◆ QUOTED TEXT ◆
# About this notebook
- Actually, the sales prediction this time is a time series problem, but we solve it by machine learning algorithms.
- Hence, to have lag features will increase our performance by intuition.
- Previous notebook: https://www.kaggle.com/kaiweihuang/m5-forecasting-accuracy-sales-basic-features

In [None]:
# Set environment variables
import os
import time
import warnings
import numpy as np
import pandas as pd

VERSION = 1
INPUT_PATH = f"/kaggle/input/m5-forecasting-accuracy-sales-basic-features"
BASE_PATH = f"/kaggle/working/m5-forecasting-accuracy-ver{VERSION}"

In [None]:
# Turn off warnings

warnings.filterwarnings("ignore")

In [None]:
# Change directory

os.chdir(INPUT_PATH)
print(f"Change to directory: {os.getcwd()}")

In [None]:
# Memory usage function

def format_memory_usage(total_bytes):
    unit_list = ["", "Ki", "Mi", "Gi"]
    for unit in unit_list:
        if total_bytes < 1024:
            return f"{total_bytes:.2f}{unit}B"
        total_bytes /= 1024
    return f"{total_bytes:.2f}{unit}B"

In [None]:
# Set global variables

days_to_predict = 28

In [None]:
# Load dataset from our previous work

df_lag_features = pd.read_pickle("m5-forecasting-accuracy-ver1/sales_basic_features.pkl")
df_lag_features.head(10)

# Feature Engineering - Sales - Lag Features
- The number of days we are going to predict is 28.
- So, it is better that lag feature starts from 28 to ensure that every prediction row contains that feature value.
- However, if we always shift each item for 28 days, it is not appropriate as well because the data loss for training is not small.
- We plan to have lag features for each day from 1 to 28.

In [None]:
# Get necessary columns only

df_lag_features = df_lag_features[["id", "d", "sales"]]
df_lag_features.head(10)

◆ MATERIAL ◆
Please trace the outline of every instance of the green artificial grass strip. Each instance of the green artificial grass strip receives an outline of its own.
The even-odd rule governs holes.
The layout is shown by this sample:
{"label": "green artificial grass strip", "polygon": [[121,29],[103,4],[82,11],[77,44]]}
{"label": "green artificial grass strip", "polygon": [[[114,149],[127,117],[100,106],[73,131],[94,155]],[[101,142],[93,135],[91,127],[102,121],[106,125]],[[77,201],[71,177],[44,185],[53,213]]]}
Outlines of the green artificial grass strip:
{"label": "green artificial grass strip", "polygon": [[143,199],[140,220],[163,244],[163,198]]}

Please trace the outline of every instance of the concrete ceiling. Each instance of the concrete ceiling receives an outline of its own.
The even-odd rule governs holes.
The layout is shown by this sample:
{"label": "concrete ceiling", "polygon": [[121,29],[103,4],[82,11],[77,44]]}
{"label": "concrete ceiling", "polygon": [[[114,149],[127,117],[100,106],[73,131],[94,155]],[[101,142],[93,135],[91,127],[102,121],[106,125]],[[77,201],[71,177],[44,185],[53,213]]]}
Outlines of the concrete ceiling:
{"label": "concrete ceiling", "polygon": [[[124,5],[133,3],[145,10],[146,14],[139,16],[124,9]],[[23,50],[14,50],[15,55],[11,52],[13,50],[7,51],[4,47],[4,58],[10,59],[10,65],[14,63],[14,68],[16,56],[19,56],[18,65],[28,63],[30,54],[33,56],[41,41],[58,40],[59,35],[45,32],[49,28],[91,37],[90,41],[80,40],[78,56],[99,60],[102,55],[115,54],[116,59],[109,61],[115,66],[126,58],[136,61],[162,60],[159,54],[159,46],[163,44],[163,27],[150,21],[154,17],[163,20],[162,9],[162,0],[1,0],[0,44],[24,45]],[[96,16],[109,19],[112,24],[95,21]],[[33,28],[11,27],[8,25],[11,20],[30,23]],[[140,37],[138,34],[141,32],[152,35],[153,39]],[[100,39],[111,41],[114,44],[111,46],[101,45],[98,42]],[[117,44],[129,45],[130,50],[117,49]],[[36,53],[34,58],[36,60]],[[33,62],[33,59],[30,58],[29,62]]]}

◆ EXERCISE SET ◆
A - In the notebook on sales lag features, for which days does the plan call for lag features?
B - Extend the notebook on sales lag features beyond its final line.

◆ ANSWERS TO EACH TASK ◆
A - Lag features are planned for each day from 1 to 28.

B -
In [None]:
# Create features
# Generate basic lag features and control the memory usage

df_lag_grouped = df_lag_features.groupby(["id"])["sales"]

for i in range(days_to_predict):

    start_time = time.time()
    print(f"Day {str(i+1)} Start.")

    df_lag_features = df_lag_features.assign(**{f"sales_lag_{str(i+1)}": df_lag_grouped.transform(lambda x: x.shift(i + 1))})
    df_lag_features[f"sales_lag_{str(i+1)}"] = df_lag_features[f"sales_lag_{str(i+1)}"].astype(np.float16)

    end_time = time.time()
    print(f"Calculation time: {round(end_time - start_time)} seconds")

In [None]:
# Check dataset

df_lag_features.head(30)

# Note
- There are many ways to deal with those "NaN" values after creating those lag features.
- Dropping them is not recommended because we will lose a lot of important information.
- Since we plan to use LightGBM to train, it is fine to let those "NaN" values be there.
- In addition, because "groupby" preserves the order of rows within each group,
- we don't need to sort the DataFrame again, which can be directly used by joining the original features on "id" and "d". 

In [None]:
# Check current memory usage

memory_usage_string = format_memory_usage(df_lag_features.memory_usage().sum())
print(f"Current memory usage: {memory_usage_string}")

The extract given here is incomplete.